(What to produce) Reproduce the lines of all the items below word for word, omitting the pictures from your answer.

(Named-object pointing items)
>> BEGIN

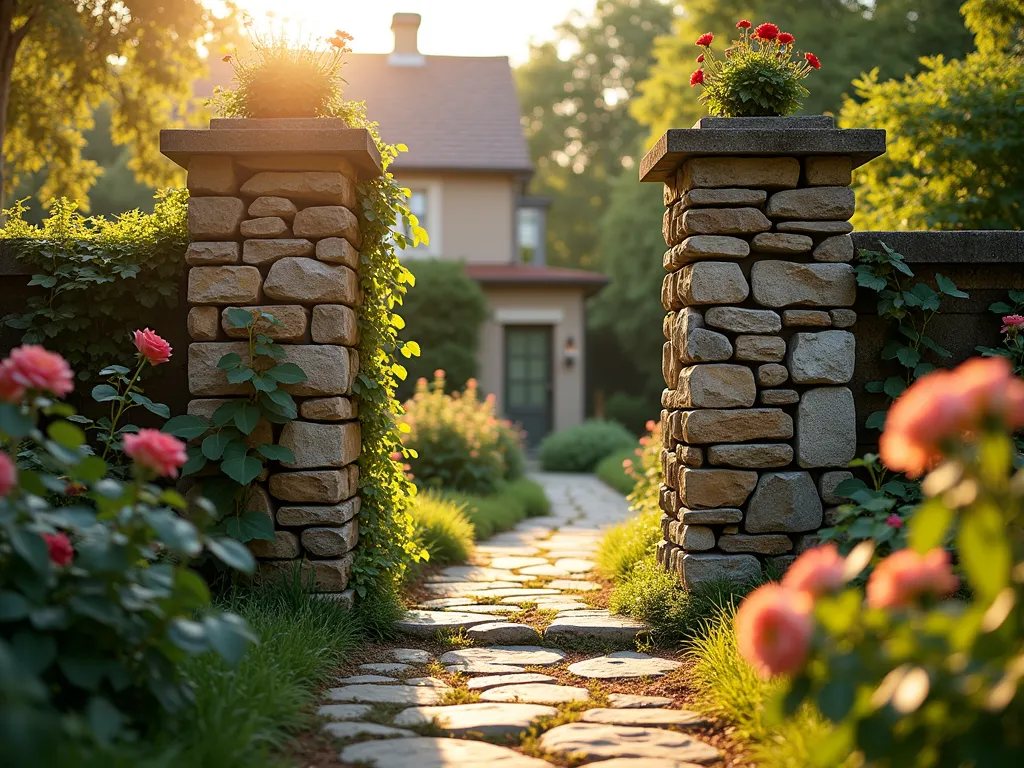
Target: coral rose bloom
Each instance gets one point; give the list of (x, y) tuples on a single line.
[(905, 576), (773, 630), (817, 571), (32, 367), (155, 451), (152, 346)]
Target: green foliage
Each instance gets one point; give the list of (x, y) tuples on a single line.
[(580, 449), (443, 312), (99, 276)]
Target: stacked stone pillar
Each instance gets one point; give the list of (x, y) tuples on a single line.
[(273, 229), (759, 420)]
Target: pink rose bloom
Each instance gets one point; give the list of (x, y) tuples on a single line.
[(773, 630), (817, 571), (32, 367), (8, 474), (157, 452), (59, 548), (905, 576), (152, 346)]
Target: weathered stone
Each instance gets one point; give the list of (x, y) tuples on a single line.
[(321, 444), (336, 514), (724, 221), (215, 218), (806, 317), (779, 284), (261, 252), (828, 482), (212, 254), (705, 488), (338, 251), (272, 206), (295, 321), (826, 428), (824, 357), (782, 243), (772, 374), (716, 386), (735, 426), (740, 321), (783, 502), (837, 248), (328, 409), (310, 186), (203, 323), (812, 204), (768, 173), (768, 544), (332, 542), (327, 221), (766, 348), (827, 171), (326, 367), (755, 456), (713, 283)]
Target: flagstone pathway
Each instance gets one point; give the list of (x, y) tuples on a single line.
[(519, 693)]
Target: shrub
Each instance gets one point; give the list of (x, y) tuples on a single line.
[(580, 449)]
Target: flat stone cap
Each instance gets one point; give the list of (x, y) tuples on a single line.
[(309, 143), (793, 136)]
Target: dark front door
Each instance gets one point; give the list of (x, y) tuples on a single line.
[(528, 379)]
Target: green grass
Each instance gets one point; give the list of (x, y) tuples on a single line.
[(610, 471)]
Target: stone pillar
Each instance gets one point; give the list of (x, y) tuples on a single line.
[(759, 422), (271, 216)]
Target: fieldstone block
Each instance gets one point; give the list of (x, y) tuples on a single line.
[(780, 284), (310, 186), (261, 252), (212, 254), (824, 357), (740, 321), (223, 285), (327, 221), (783, 503), (812, 204), (309, 281), (705, 488), (713, 283), (767, 173), (826, 428), (755, 456), (215, 218)]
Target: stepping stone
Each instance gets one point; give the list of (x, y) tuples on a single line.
[(355, 730), (505, 633), (655, 718), (486, 719), (424, 752), (493, 681), (343, 712), (537, 693), (427, 623), (606, 628), (523, 655), (633, 701), (408, 694), (624, 664), (592, 741), (411, 655)]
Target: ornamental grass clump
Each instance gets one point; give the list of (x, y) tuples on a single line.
[(758, 77)]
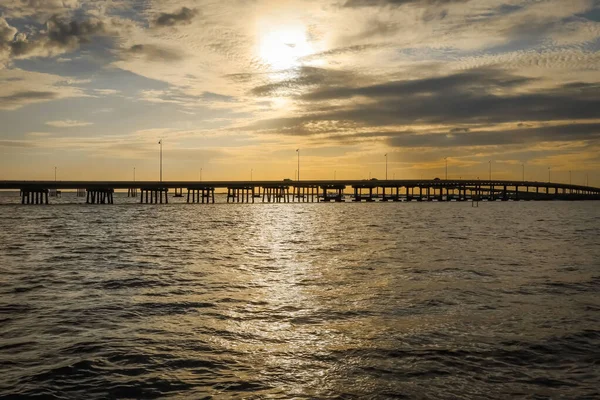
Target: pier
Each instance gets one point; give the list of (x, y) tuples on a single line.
[(288, 191)]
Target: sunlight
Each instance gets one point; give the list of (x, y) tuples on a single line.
[(281, 46)]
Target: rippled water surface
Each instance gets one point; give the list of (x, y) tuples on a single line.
[(384, 300)]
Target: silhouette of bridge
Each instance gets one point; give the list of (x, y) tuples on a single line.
[(101, 192)]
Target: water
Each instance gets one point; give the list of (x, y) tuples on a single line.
[(411, 300)]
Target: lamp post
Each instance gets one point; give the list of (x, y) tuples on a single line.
[(446, 159), (386, 166), (298, 151), (160, 143), (569, 177)]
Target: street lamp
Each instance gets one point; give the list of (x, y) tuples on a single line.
[(160, 142), (298, 151), (446, 159), (569, 177), (386, 166)]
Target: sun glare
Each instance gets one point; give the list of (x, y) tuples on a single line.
[(281, 47)]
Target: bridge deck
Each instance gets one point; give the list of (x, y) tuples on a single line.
[(23, 184)]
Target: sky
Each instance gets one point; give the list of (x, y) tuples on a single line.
[(233, 88)]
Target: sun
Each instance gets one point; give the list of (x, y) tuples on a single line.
[(281, 47)]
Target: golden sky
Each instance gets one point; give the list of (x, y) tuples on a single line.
[(233, 86)]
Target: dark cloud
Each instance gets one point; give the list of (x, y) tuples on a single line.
[(25, 97), (474, 81), (60, 35), (397, 3), (71, 34), (303, 77), (484, 96), (572, 132), (345, 50), (153, 53), (181, 17)]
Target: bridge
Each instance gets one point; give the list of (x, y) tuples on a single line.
[(285, 191)]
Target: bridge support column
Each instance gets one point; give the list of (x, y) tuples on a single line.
[(100, 196), (154, 195), (34, 196)]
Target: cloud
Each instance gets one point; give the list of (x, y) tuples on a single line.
[(181, 17), (19, 88), (60, 36), (151, 52), (459, 102), (15, 100), (304, 77), (397, 3), (68, 123), (554, 133)]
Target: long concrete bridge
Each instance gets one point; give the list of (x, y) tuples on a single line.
[(101, 192)]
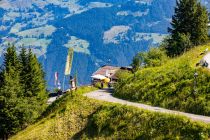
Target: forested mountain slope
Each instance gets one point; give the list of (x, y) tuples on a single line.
[(100, 31)]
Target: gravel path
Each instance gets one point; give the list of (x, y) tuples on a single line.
[(105, 95)]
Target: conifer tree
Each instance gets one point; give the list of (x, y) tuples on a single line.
[(35, 83), (10, 95), (23, 68), (200, 32), (189, 21)]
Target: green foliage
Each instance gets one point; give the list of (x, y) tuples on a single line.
[(179, 44), (189, 24), (67, 118), (154, 57), (170, 85), (135, 64), (17, 109), (120, 122)]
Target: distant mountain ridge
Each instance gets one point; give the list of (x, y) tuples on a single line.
[(98, 30)]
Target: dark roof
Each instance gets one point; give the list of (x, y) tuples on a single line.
[(104, 70)]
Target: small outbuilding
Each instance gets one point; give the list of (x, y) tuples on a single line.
[(107, 73)]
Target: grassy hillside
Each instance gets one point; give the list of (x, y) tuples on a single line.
[(77, 117), (171, 85)]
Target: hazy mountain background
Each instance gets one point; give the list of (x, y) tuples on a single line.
[(100, 31)]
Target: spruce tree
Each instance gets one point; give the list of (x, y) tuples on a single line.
[(200, 31), (10, 95), (23, 68), (189, 21), (35, 82)]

>> END

(Full answer)
Target: coral rose bloom
Each instance gets one point; give the list of (x, y) tuples on a single line.
[(905, 576), (773, 630), (817, 571), (32, 367), (155, 451), (152, 346)]
Target: green foliage
Each instance gets one point; give the list of (x, y) tuples on a single line.
[(580, 449), (443, 312), (99, 276)]
Target: stacked stone pillar
Each instance gets one point; give the list of (x, y) tuples on a single line.
[(273, 229), (759, 420)]
Target: pink rose bloom
Each instance gets one point; give the list of (x, y) tuples on a single line.
[(773, 630), (817, 571), (32, 367), (8, 474), (157, 452), (59, 548), (905, 576), (152, 346)]
Target: weathered stone
Each instance gets one point; give the list of (x, y) tuples on a single line.
[(321, 444), (336, 514), (724, 221), (215, 218), (806, 317), (779, 284), (261, 252), (828, 482), (212, 254), (705, 488), (338, 251), (272, 206), (295, 321), (826, 428), (824, 357), (782, 243), (772, 374), (716, 386), (735, 426), (740, 321), (783, 502), (837, 248), (328, 409), (310, 186), (203, 323), (812, 204), (768, 173), (768, 544), (332, 542), (327, 221), (766, 348), (827, 171), (326, 367), (755, 456), (713, 283)]
Target: flagstone pathway
Each instance gets one point; give the list of (x, y) tuples on a single line.
[(519, 693)]
Target: shrub
Each instance gets one point; give the list of (x, y) tuples on a single line.
[(580, 449)]
Target: flat stone cap
Each instance gets one point; give the list of (x, y) tuples on a single line.
[(309, 143), (793, 136)]
Target: dark front door
Each instance gets one point; give the list of (x, y) tuples on a single line.
[(528, 379)]
Target: green grass
Each instance gets one point; give the list of (x, y) tuples on a single line.
[(610, 471)]
Target: stone pillar
Each instance gets one point; give the list of (x, y) tuples on a single line.
[(759, 422), (271, 216)]
Target: fieldstone block
Each instance gets one point; give the list of (x, y) tuples on a single line.
[(780, 284), (310, 186), (261, 252), (212, 254), (824, 357), (740, 321), (223, 285), (327, 221), (783, 503), (812, 204), (309, 281), (705, 488), (713, 283), (767, 173), (826, 428), (755, 456), (215, 218)]
Target: stepping stone
Each instance gets one point; give the list of (x, y) tuples on a single line.
[(355, 730), (505, 633), (655, 718), (486, 719), (424, 752), (493, 681), (343, 712), (537, 693), (427, 623), (606, 628), (523, 655), (633, 701), (408, 694), (624, 664), (592, 741), (411, 655)]
Target: ornamental grass clump
Each instance gets one point; give the list of (x, y) tuples on a single line.
[(758, 77)]
Target: pier
Each instance gets one point; give the list of (x, y) tuples on a single line.
[(288, 191)]
Target: sunlight
Each instance gets one point; give the list of (x, y) tuples on a single line.
[(281, 46)]
Target: rippled water surface
Each instance gets one point; give the list of (x, y) tuples on a single line.
[(384, 300)]
Target: silhouette of bridge
Each instance gets one point; give the list of (x, y) tuples on a single line.
[(101, 192)]
Target: water
Each instance gets one point; give the list of (x, y) tuples on a single line.
[(411, 300)]
Target: lamp post
Each instance gets one point; give the list of (x, y) tuples on a single line.
[(446, 159), (386, 166), (298, 151), (160, 143), (569, 177)]
Target: street lamp
Each instance gets one point; give the list of (x, y) tuples on a single line.
[(160, 142), (298, 151), (446, 159), (569, 177), (386, 166)]
Target: sun glare
Each instance gets one point; give the list of (x, y) tuples on a single line.
[(281, 47)]
Target: bridge deck
Each instance gets one point; give the list of (x, y) tuples on a single line.
[(23, 184)]
Target: sky
Each instance gets one point; give the list of (x, y) tuples on a single line.
[(233, 88)]
Target: sun
Each instance gets one point; give the list of (x, y) tuples on a single line.
[(281, 47)]
Target: golden sky
Each instance gets one point; give the list of (x, y) tuples on a single line.
[(233, 86)]
Target: dark cloud
Each instance gets one point; give the list of (x, y) tuples on a single line.
[(25, 97), (474, 81), (60, 35), (397, 3), (71, 34), (303, 77), (484, 96), (572, 132), (345, 50), (153, 53), (181, 17)]
Target: bridge
Each instance gets one point; give the list of (x, y) tuples on a single line.
[(285, 191)]
Target: bridge support column
Each instance gets one point; give the list of (x, y) tuples on a single line.
[(100, 196), (154, 195), (34, 196)]
Target: cloud
Each instance gets one point; give the list of (x, y) tuples on a single line.
[(181, 17), (19, 88), (60, 36), (151, 52), (459, 102), (15, 100), (304, 77), (397, 3), (68, 123), (554, 133)]
Target: long concrete bridge
Each instance gets one point; give the list of (x, y) tuples on a single line.
[(101, 192)]
Target: forested mountain slope
Each instance gets one point; give the list of (x, y) tuples on a single line.
[(100, 31)]
Target: gravel path
Each instance gets one point; give the list of (x, y) tuples on a single line.
[(105, 95)]
Target: conifer tree
Each instance gets one point; give the list of (x, y) tuples on a single line.
[(35, 83), (10, 95), (23, 68), (200, 32), (189, 21)]
Target: green foliage
Each instance gets one point; give the list of (x, y) tuples on a single line.
[(179, 44), (189, 24), (67, 118), (154, 57), (170, 85), (135, 64), (17, 109), (120, 122)]
Target: distant mountain ridge
Each instance gets one point; give the list of (x, y) tuples on a single line.
[(98, 30)]
Target: dark roof
Each instance gets one point; give the list of (x, y) tuples on a single line.
[(104, 70)]
Target: small outbuilding
Each instance gets one point; give the list of (x, y) tuples on a single line.
[(107, 73)]
Target: grassy hillside
Each instance gets one point; give the list of (x, y) tuples on a single line.
[(77, 117), (171, 85)]
Target: hazy mountain background
Each instance gets one point; give the list of (x, y) tuples on a single line.
[(100, 31)]
Target: spruce tree
Each instance gets one point; give the list of (x, y) tuples on a single line.
[(200, 31), (10, 95), (23, 68), (189, 21), (35, 82)]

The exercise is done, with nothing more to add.